Year of Publication
BACKGROUND: Adjunctive diagnostic studies (aDS) are recommended to identify occult dissemination in patients with candidemia. Patterns of evaluation with aDS across pediatric settings are unknown.
METHODS: Candidemia episodes were included in a secondary analysis of a multicenter comparative effectiveness study that prospectively enrolled participants age 120 days -17 years with invasive candidiasis (predominantly candidemia) from 2014-2017. Ophthalmologic examination, abdominal imaging, echocardiogram, neuroimaging, and lumbar puncture were performed per clinician discretion. aDS performance and positive results were determined per episode, within 30 days from candidemia onset. Associations of aDS performance with episode characteristics were evaluated via mixed effects logistic regression.

# TASKS TO COMPLETE:
1/ Please say whether each statement agrees with the candidemia abstract, answering yes or no and quoting the words that decide it: (a) Participants were enrolled from 2014 to 2017. (b) Every participant had to undergo a lumbar puncture. (c) Adjunctive study results were counted within 60 days of candidemia onset.
2/ Write the next part of the candidemia abstract, picking up after its last sentence.
The listing further down is not needed here.

# DATA SECTION:

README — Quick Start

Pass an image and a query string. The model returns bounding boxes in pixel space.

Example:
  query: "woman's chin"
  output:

* * *

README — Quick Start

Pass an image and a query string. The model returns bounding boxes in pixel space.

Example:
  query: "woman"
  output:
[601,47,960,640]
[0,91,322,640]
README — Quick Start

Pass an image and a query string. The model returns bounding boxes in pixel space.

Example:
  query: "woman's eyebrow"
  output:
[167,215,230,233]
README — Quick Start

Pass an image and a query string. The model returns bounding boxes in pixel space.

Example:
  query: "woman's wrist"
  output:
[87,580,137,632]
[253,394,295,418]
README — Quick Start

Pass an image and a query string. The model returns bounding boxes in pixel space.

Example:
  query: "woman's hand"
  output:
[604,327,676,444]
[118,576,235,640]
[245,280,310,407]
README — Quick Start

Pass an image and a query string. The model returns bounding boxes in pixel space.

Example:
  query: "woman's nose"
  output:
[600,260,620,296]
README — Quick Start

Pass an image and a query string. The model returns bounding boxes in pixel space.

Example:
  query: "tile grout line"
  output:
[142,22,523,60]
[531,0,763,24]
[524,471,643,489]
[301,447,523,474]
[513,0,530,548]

# RESPONSES BY ITEM NUMBER:
1/
(a) Yes: "from 2014-2017"
(b) No: "performed per clinician discretion"
(c) No: "within 30 days from candidemia onset"

2/
RESULTS: In 662 pediatric candidemia episodes, 490 (74%) underwent abdominal imaging, 450 (68%) ophthalmologic examination, 426 (64%) echocardiogram, 160 (24%) neuroimaging, and 76 (11%) lumbar puncture; performance of each aDS per episode varied across sites up to 16-fold. Longer durations of candidemia were associated with undergoing ophthalmologic examination, abdominal imaging, and echocardiogram. Immunocompromised status (58% of episodes) was associated with undergoing abdominal imaging (aOR 2.38; 95% CI 1.51-3.74). Intensive care at candidemia onset (30% of episodes) was associated with undergoing echocardiogram (aOR 2.42; 95% CI 1.51-3.88). Among evaluated episodes, positive ophthalmologic examination was reported in 15 (3%), abdominal imaging in 30 (6%), echocardiogram in 14 (3%), neuroimaging in 9 (6%) and lumbar puncture in 3 (4%).
CONCLUSIONS: Our findings show heterogeneity in practice, with some clinicians performing aDS selectively, potentially influenced by clinical factors. The low frequency of positive results suggests that targeted application of aDS is warranted.